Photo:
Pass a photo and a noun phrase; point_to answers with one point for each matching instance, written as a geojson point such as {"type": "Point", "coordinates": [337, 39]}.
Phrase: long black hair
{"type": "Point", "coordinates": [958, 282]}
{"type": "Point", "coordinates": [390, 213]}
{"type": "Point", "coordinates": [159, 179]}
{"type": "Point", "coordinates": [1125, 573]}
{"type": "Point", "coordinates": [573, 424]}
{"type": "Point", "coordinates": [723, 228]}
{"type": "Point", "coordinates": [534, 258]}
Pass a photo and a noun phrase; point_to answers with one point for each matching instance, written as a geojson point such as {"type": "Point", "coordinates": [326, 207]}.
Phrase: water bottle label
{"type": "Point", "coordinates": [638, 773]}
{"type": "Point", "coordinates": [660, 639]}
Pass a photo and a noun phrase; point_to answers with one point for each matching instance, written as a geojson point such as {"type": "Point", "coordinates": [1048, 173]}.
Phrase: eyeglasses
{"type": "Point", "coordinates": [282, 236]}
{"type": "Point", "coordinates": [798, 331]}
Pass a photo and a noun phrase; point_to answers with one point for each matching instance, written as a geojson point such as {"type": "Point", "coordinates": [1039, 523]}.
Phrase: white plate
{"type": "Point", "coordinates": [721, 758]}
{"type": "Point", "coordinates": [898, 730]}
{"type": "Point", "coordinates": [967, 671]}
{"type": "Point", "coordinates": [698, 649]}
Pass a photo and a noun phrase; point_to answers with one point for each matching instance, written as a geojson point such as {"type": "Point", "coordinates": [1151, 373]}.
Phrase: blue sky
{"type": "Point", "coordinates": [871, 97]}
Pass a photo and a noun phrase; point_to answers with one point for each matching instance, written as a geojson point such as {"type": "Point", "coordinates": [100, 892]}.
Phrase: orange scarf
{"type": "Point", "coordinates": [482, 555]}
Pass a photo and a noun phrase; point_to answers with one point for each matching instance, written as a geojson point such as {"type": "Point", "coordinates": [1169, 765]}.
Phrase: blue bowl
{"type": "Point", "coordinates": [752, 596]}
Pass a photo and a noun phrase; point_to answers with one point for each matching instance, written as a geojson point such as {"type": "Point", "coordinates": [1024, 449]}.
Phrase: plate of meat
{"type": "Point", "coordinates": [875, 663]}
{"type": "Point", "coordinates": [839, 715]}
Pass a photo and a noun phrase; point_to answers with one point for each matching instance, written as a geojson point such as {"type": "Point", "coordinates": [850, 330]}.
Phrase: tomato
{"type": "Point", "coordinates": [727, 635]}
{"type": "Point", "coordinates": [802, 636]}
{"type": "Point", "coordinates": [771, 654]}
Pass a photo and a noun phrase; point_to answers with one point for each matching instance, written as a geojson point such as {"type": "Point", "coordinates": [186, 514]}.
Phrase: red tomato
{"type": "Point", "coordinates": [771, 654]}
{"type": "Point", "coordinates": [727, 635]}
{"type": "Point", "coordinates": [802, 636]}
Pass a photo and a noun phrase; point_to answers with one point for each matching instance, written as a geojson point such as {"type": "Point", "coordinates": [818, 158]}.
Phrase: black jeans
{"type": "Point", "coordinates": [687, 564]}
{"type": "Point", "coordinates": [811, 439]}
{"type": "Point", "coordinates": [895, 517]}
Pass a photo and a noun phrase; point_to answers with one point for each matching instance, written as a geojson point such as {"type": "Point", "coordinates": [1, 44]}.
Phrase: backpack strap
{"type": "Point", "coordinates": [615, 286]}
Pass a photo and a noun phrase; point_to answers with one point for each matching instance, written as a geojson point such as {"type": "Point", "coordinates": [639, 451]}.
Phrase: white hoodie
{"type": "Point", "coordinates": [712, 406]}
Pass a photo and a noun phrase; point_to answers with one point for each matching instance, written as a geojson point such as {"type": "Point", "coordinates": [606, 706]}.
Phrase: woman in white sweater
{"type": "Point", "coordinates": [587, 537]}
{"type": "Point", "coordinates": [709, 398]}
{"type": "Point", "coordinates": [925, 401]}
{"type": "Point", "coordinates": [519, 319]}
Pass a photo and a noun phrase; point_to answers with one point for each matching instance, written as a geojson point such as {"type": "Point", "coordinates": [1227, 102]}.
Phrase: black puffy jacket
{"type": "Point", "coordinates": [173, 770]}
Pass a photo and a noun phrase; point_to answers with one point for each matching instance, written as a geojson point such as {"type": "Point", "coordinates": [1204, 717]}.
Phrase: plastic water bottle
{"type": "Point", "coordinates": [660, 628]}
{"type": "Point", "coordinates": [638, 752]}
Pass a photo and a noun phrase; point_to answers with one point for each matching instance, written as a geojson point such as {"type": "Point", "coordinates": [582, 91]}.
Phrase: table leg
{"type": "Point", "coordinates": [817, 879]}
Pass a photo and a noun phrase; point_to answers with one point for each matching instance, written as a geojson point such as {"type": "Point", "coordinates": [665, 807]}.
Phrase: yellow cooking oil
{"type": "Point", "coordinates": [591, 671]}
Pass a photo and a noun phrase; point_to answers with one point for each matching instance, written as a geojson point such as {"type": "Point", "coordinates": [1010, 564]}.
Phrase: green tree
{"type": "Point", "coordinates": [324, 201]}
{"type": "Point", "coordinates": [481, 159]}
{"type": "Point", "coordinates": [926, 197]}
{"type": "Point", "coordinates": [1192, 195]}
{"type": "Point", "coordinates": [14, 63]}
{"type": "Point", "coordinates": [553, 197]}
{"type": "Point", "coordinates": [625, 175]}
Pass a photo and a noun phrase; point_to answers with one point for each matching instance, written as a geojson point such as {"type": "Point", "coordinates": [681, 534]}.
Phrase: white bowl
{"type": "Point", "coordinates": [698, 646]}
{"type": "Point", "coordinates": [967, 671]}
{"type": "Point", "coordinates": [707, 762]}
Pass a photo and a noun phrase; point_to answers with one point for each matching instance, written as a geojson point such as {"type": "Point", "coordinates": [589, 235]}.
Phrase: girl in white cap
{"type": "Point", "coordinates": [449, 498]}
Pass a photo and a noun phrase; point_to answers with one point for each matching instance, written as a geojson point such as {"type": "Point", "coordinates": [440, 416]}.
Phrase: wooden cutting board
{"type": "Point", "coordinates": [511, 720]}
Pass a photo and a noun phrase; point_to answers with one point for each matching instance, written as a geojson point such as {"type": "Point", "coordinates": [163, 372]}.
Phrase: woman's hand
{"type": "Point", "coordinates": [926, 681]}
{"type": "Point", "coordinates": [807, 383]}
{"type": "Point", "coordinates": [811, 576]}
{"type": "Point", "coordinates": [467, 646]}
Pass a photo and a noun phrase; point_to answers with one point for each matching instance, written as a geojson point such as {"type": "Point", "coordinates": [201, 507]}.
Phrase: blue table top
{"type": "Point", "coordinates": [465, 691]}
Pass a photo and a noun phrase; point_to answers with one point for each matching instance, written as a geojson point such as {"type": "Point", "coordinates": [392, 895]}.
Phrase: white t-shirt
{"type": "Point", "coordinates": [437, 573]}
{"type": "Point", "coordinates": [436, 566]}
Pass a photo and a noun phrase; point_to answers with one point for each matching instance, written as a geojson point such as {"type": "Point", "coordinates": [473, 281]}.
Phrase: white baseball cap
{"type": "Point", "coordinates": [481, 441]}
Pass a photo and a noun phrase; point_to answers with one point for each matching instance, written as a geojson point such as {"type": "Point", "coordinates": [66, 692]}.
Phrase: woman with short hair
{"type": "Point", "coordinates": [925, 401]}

• • • • •

### REQUIRED WORK
Retype the data exactly as given.

### RESPONSE AREA
Photo:
Pass a photo and a noun phrase; point_to answers with one point for each matching instance, written as a geojson point such as {"type": "Point", "coordinates": [337, 39]}.
Phrase: long black hair
{"type": "Point", "coordinates": [958, 282]}
{"type": "Point", "coordinates": [390, 213]}
{"type": "Point", "coordinates": [159, 179]}
{"type": "Point", "coordinates": [1125, 573]}
{"type": "Point", "coordinates": [573, 424]}
{"type": "Point", "coordinates": [723, 228]}
{"type": "Point", "coordinates": [534, 258]}
Pass a photo and a noun phrase; point_to answers with one point for each matching instance, written as a geojson point such as {"type": "Point", "coordinates": [326, 207]}.
Phrase: water bottle label
{"type": "Point", "coordinates": [638, 773]}
{"type": "Point", "coordinates": [660, 639]}
Pass a photo and a noun phrase; point_to answers with one point for each matching instance, written as a geojson point such as {"type": "Point", "coordinates": [1048, 173]}.
Phrase: eyeglasses
{"type": "Point", "coordinates": [282, 236]}
{"type": "Point", "coordinates": [798, 331]}
Pass a photo and a noun phrase; point_to answers with one point for each matching instance, written as a geojson point such as {"type": "Point", "coordinates": [1039, 523]}.
Phrase: white plate
{"type": "Point", "coordinates": [721, 758]}
{"type": "Point", "coordinates": [898, 730]}
{"type": "Point", "coordinates": [967, 671]}
{"type": "Point", "coordinates": [698, 649]}
Pass a photo and a noun phrase; point_to answers with one point for each matching instance, written as a geojson point such as {"type": "Point", "coordinates": [1151, 373]}.
Phrase: blue sky
{"type": "Point", "coordinates": [871, 97]}
Pass a photo and a noun phrase; point_to answers with one point for each matching instance, written as a geojson point such as {"type": "Point", "coordinates": [100, 892]}.
Phrase: orange scarf
{"type": "Point", "coordinates": [482, 555]}
Pass a photo and a noun phrase; point_to answers with one point for each matching instance, written as a geojson point such as {"type": "Point", "coordinates": [1169, 765]}.
Phrase: blue bowl
{"type": "Point", "coordinates": [752, 596]}
Pass a photo and a noun phrase; point_to answers with one point for each matching instance, written as a geojson point such as {"type": "Point", "coordinates": [1024, 449]}.
Phrase: plate of meat
{"type": "Point", "coordinates": [875, 663]}
{"type": "Point", "coordinates": [839, 715]}
Pass a photo and a noun phrase; point_to answers with one point for each matching instance, written as a geojson point such as {"type": "Point", "coordinates": [850, 330]}.
Phrase: tomato
{"type": "Point", "coordinates": [727, 635]}
{"type": "Point", "coordinates": [802, 636]}
{"type": "Point", "coordinates": [771, 654]}
Pass a photo and a noun phrase; point_to answers with one point for each matching instance, written as a geojson point such as {"type": "Point", "coordinates": [186, 514]}.
Phrase: red tomato
{"type": "Point", "coordinates": [771, 654]}
{"type": "Point", "coordinates": [727, 635]}
{"type": "Point", "coordinates": [802, 636]}
Pass a photo and a noun phrase; point_to answers with one point for each matching instance, written as a geojson point such as {"type": "Point", "coordinates": [818, 158]}.
Phrase: black jeans
{"type": "Point", "coordinates": [687, 564]}
{"type": "Point", "coordinates": [811, 439]}
{"type": "Point", "coordinates": [895, 517]}
Pass a photo and a noun phrase; point_to answers with one point for each matching instance, written as a geojson point such as {"type": "Point", "coordinates": [1, 44]}.
Phrase: backpack strap
{"type": "Point", "coordinates": [615, 286]}
Pass a photo and a noun phrase; point_to answers with one point for each matching instance, written as a geojson point such as {"type": "Point", "coordinates": [639, 451]}.
Phrase: white hoodie
{"type": "Point", "coordinates": [712, 406]}
Pass a photo and a noun phrase; point_to answers with one point for each matching instance, written as a geojson point such as {"type": "Point", "coordinates": [606, 706]}.
Phrase: woman in white sweater
{"type": "Point", "coordinates": [587, 537]}
{"type": "Point", "coordinates": [709, 398]}
{"type": "Point", "coordinates": [925, 401]}
{"type": "Point", "coordinates": [519, 319]}
Pass a photo and a noun phrase; point_to answers with one point for each matching instance, written as a geojson point such as {"type": "Point", "coordinates": [1227, 102]}.
Phrase: black puffy jacket
{"type": "Point", "coordinates": [173, 770]}
Pass a photo and a noun phrase; point_to answers with one point for each matching instance, written as a geojson point such as {"type": "Point", "coordinates": [1204, 717]}.
Phrase: plastic water bottle
{"type": "Point", "coordinates": [660, 628]}
{"type": "Point", "coordinates": [638, 752]}
Pass a photo and a noun phrase; point_to answers with one point for each matching instance, written as a geojson point such as {"type": "Point", "coordinates": [582, 91]}.
Phrase: table leg
{"type": "Point", "coordinates": [817, 879]}
Pass a photo and a noun phrase; point_to answers with one point for each matching instance, written as a geojson point such as {"type": "Point", "coordinates": [665, 807]}.
Phrase: yellow cooking oil
{"type": "Point", "coordinates": [591, 671]}
Pass a photo and a noun phrase; point_to answers with one point for each matching instance, written as a geojson point such as {"type": "Point", "coordinates": [1010, 564]}.
Phrase: green tree
{"type": "Point", "coordinates": [324, 201]}
{"type": "Point", "coordinates": [481, 159]}
{"type": "Point", "coordinates": [926, 197]}
{"type": "Point", "coordinates": [1192, 195]}
{"type": "Point", "coordinates": [14, 63]}
{"type": "Point", "coordinates": [553, 197]}
{"type": "Point", "coordinates": [625, 175]}
Pass a photo and a noun phrase; point_to answers with one point for each matching instance, written as a geojson point such as {"type": "Point", "coordinates": [681, 534]}.
Phrase: white bowl
{"type": "Point", "coordinates": [698, 646]}
{"type": "Point", "coordinates": [967, 671]}
{"type": "Point", "coordinates": [707, 762]}
Pass a photo and a noun phrase; point_to answers with one point for each matching instance, written as a geojson point such as {"type": "Point", "coordinates": [589, 235]}.
Phrase: girl in white cap
{"type": "Point", "coordinates": [449, 498]}
Pass a photo and a noun phrase; point_to answers with one point for each matching instance, written as a geojson point such as {"type": "Point", "coordinates": [440, 416]}.
Phrase: wooden cutting board
{"type": "Point", "coordinates": [511, 720]}
Pass a photo and a noun phrase; point_to answers with one point for each matching instance, written as a geojson point such as {"type": "Point", "coordinates": [163, 372]}.
Phrase: woman's hand
{"type": "Point", "coordinates": [926, 681]}
{"type": "Point", "coordinates": [807, 383]}
{"type": "Point", "coordinates": [811, 576]}
{"type": "Point", "coordinates": [467, 646]}
Pass a photo and a noun phrase; point_to answers with one point for each matching instance, written as a geojson point such as {"type": "Point", "coordinates": [201, 507]}.
Phrase: blue table top
{"type": "Point", "coordinates": [465, 691]}
Pass a photo and a noun phrase; point_to answers with one point for each matching instance, written as a geojson point such as {"type": "Point", "coordinates": [392, 895]}.
Phrase: white t-shirt
{"type": "Point", "coordinates": [437, 573]}
{"type": "Point", "coordinates": [436, 566]}
Pass a photo and a noun phrase; point_to answers with one point for each matching instance, written as a geojson point such as {"type": "Point", "coordinates": [473, 281]}.
Phrase: white baseball cap
{"type": "Point", "coordinates": [481, 441]}
Pass a photo and a noun phrase; point_to answers with one point for each matching instance, written as a geojson point such as {"type": "Point", "coordinates": [66, 692]}.
Phrase: woman with short hair
{"type": "Point", "coordinates": [925, 401]}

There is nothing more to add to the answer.